WRITTEN TASK:
Gather every line from the rows below that contains the string "swing". Case matters, so a line counts only if its letters match in uppercase and lowercase.

## Start LISTING

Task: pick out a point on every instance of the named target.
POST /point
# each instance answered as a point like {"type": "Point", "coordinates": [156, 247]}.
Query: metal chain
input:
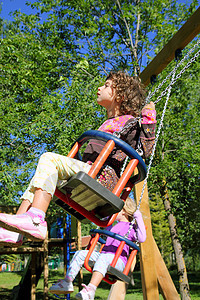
{"type": "Point", "coordinates": [152, 155]}
{"type": "Point", "coordinates": [168, 91]}
{"type": "Point", "coordinates": [156, 139]}
{"type": "Point", "coordinates": [178, 76]}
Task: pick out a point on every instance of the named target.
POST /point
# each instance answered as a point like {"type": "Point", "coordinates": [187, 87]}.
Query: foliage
{"type": "Point", "coordinates": [53, 61]}
{"type": "Point", "coordinates": [177, 158]}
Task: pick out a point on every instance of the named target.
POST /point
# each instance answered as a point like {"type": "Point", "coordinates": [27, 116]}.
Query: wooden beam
{"type": "Point", "coordinates": [147, 256]}
{"type": "Point", "coordinates": [166, 284]}
{"type": "Point", "coordinates": [179, 41]}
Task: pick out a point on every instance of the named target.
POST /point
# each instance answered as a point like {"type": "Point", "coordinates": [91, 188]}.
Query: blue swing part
{"type": "Point", "coordinates": [85, 198]}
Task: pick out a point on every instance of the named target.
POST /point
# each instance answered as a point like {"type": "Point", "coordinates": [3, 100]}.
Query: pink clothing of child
{"type": "Point", "coordinates": [136, 234]}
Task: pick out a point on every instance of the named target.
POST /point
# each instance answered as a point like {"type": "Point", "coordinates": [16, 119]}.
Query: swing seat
{"type": "Point", "coordinates": [91, 195]}
{"type": "Point", "coordinates": [86, 199]}
{"type": "Point", "coordinates": [112, 274]}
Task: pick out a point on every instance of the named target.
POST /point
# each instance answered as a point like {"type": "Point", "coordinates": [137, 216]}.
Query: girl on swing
{"type": "Point", "coordinates": [123, 98]}
{"type": "Point", "coordinates": [103, 260]}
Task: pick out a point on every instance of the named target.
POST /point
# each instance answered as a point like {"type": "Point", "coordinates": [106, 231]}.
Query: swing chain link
{"type": "Point", "coordinates": [168, 91]}
{"type": "Point", "coordinates": [178, 76]}
{"type": "Point", "coordinates": [157, 136]}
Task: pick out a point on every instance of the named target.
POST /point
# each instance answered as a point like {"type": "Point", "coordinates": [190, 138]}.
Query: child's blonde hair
{"type": "Point", "coordinates": [130, 208]}
{"type": "Point", "coordinates": [130, 90]}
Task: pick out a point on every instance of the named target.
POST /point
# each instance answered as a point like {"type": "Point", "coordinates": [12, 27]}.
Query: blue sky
{"type": "Point", "coordinates": [12, 5]}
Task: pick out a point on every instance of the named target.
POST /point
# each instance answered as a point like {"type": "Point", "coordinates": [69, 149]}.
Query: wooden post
{"type": "Point", "coordinates": [147, 257]}
{"type": "Point", "coordinates": [33, 275]}
{"type": "Point", "coordinates": [79, 247]}
{"type": "Point", "coordinates": [118, 290]}
{"type": "Point", "coordinates": [166, 284]}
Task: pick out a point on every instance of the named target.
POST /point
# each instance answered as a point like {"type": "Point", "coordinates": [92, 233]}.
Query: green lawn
{"type": "Point", "coordinates": [8, 280]}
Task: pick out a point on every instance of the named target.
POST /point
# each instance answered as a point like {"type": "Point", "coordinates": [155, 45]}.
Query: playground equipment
{"type": "Point", "coordinates": [83, 197]}
{"type": "Point", "coordinates": [153, 269]}
{"type": "Point", "coordinates": [113, 274]}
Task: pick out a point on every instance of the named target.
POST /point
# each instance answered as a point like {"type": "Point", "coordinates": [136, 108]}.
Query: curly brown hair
{"type": "Point", "coordinates": [130, 90]}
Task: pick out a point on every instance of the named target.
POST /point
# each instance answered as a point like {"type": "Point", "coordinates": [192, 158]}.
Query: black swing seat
{"type": "Point", "coordinates": [84, 197]}
{"type": "Point", "coordinates": [91, 195]}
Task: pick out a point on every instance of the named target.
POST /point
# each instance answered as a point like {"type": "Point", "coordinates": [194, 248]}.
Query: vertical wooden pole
{"type": "Point", "coordinates": [166, 284]}
{"type": "Point", "coordinates": [79, 247]}
{"type": "Point", "coordinates": [147, 258]}
{"type": "Point", "coordinates": [118, 290]}
{"type": "Point", "coordinates": [33, 275]}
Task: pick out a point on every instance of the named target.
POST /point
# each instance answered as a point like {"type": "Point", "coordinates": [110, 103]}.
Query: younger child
{"type": "Point", "coordinates": [123, 98]}
{"type": "Point", "coordinates": [103, 260]}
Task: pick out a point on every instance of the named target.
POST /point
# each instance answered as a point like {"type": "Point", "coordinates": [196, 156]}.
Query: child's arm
{"type": "Point", "coordinates": [148, 126]}
{"type": "Point", "coordinates": [141, 231]}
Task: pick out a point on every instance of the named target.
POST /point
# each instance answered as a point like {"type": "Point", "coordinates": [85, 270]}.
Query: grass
{"type": "Point", "coordinates": [8, 280]}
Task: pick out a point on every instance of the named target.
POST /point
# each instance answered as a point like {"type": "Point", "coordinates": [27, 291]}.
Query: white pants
{"type": "Point", "coordinates": [102, 261]}
{"type": "Point", "coordinates": [51, 170]}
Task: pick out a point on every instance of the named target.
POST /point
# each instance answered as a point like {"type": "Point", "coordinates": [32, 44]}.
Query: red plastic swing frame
{"type": "Point", "coordinates": [120, 248]}
{"type": "Point", "coordinates": [109, 146]}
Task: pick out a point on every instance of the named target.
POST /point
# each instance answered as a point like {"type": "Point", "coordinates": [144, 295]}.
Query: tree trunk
{"type": "Point", "coordinates": [183, 280]}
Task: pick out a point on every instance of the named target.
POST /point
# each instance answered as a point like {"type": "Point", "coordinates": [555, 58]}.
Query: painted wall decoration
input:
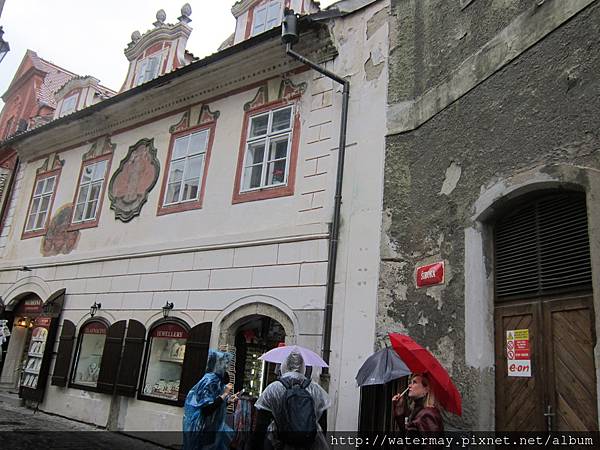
{"type": "Point", "coordinates": [52, 162]}
{"type": "Point", "coordinates": [207, 116]}
{"type": "Point", "coordinates": [59, 239]}
{"type": "Point", "coordinates": [133, 180]}
{"type": "Point", "coordinates": [286, 90]}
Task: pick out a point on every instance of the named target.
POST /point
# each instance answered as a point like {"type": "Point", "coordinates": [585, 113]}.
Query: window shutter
{"type": "Point", "coordinates": [543, 248]}
{"type": "Point", "coordinates": [111, 356]}
{"type": "Point", "coordinates": [63, 358]}
{"type": "Point", "coordinates": [132, 357]}
{"type": "Point", "coordinates": [260, 19]}
{"type": "Point", "coordinates": [194, 361]}
{"type": "Point", "coordinates": [273, 15]}
{"type": "Point", "coordinates": [153, 67]}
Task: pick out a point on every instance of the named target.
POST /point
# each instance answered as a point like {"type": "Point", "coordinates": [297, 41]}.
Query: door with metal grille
{"type": "Point", "coordinates": [543, 285]}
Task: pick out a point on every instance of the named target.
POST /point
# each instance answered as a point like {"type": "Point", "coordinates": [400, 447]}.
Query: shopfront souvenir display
{"type": "Point", "coordinates": [165, 359]}
{"type": "Point", "coordinates": [35, 354]}
{"type": "Point", "coordinates": [89, 355]}
{"type": "Point", "coordinates": [41, 319]}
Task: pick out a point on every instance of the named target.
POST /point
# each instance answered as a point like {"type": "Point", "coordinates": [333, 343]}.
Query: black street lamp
{"type": "Point", "coordinates": [167, 309]}
{"type": "Point", "coordinates": [4, 47]}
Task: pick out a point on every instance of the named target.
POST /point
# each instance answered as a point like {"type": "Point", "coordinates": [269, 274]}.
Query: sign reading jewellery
{"type": "Point", "coordinates": [170, 331]}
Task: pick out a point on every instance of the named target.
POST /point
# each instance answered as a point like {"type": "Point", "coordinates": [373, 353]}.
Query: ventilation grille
{"type": "Point", "coordinates": [543, 248]}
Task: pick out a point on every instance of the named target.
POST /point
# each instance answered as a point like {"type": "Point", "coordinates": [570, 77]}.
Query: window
{"type": "Point", "coordinates": [164, 362]}
{"type": "Point", "coordinates": [41, 202]}
{"type": "Point", "coordinates": [186, 168]}
{"type": "Point", "coordinates": [69, 105]}
{"type": "Point", "coordinates": [89, 354]}
{"type": "Point", "coordinates": [7, 128]}
{"type": "Point", "coordinates": [266, 17]}
{"type": "Point", "coordinates": [185, 174]}
{"type": "Point", "coordinates": [267, 149]}
{"type": "Point", "coordinates": [90, 190]}
{"type": "Point", "coordinates": [148, 69]}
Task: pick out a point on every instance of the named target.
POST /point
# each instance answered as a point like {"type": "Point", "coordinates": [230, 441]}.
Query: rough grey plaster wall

## End LISTING

TASK ANSWER:
Query: blue swing part
Query: swing seat
Query: girl on swing
Query: swing chain link
Query: black swing seat
Query: red plastic swing frame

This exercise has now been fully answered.